Quote the lines of the records below verbatim, from the line containing "Pass the picture above and point out the cluster" through the end of the records, both ends included.
====
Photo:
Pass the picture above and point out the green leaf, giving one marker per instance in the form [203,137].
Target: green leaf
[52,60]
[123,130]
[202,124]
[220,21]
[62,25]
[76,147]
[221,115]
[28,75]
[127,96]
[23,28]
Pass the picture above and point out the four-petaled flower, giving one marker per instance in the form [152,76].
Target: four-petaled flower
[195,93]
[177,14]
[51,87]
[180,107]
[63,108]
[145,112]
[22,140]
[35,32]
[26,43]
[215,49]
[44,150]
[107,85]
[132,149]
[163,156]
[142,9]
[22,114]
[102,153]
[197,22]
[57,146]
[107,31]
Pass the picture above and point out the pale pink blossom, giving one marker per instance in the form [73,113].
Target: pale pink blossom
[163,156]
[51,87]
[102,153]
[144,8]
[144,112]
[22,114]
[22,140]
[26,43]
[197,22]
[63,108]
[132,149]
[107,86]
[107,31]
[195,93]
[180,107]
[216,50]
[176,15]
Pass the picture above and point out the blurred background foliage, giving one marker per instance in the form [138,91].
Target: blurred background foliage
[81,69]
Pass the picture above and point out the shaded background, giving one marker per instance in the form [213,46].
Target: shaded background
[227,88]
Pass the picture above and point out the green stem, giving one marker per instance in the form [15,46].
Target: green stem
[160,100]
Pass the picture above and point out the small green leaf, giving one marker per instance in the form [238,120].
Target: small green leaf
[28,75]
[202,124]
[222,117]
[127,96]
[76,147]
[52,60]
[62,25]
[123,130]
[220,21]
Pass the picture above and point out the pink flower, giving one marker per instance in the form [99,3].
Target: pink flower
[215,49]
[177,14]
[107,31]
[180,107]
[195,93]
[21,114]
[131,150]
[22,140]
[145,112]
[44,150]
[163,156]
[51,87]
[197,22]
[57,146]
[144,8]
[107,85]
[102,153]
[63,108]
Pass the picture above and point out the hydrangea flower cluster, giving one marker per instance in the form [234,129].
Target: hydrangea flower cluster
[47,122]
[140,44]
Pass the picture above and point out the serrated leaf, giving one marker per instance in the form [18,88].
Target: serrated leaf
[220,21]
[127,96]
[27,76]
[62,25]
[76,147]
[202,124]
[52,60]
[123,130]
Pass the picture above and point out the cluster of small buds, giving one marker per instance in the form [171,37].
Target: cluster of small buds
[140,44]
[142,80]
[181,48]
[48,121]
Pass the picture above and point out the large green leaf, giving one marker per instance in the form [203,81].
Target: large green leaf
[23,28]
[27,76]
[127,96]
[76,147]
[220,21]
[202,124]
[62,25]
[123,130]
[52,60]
====
### Written response
Pass the picture above and point out the cluster of small buds, giving one marker per instance in the form [171,37].
Target: cluster of small buds
[140,44]
[142,80]
[181,48]
[48,121]
Pass the picture above and point out the large green leaf, giving one marker per instance in the form [203,81].
Target: large green leaf
[23,28]
[27,76]
[127,96]
[76,147]
[220,21]
[202,124]
[62,25]
[123,130]
[52,60]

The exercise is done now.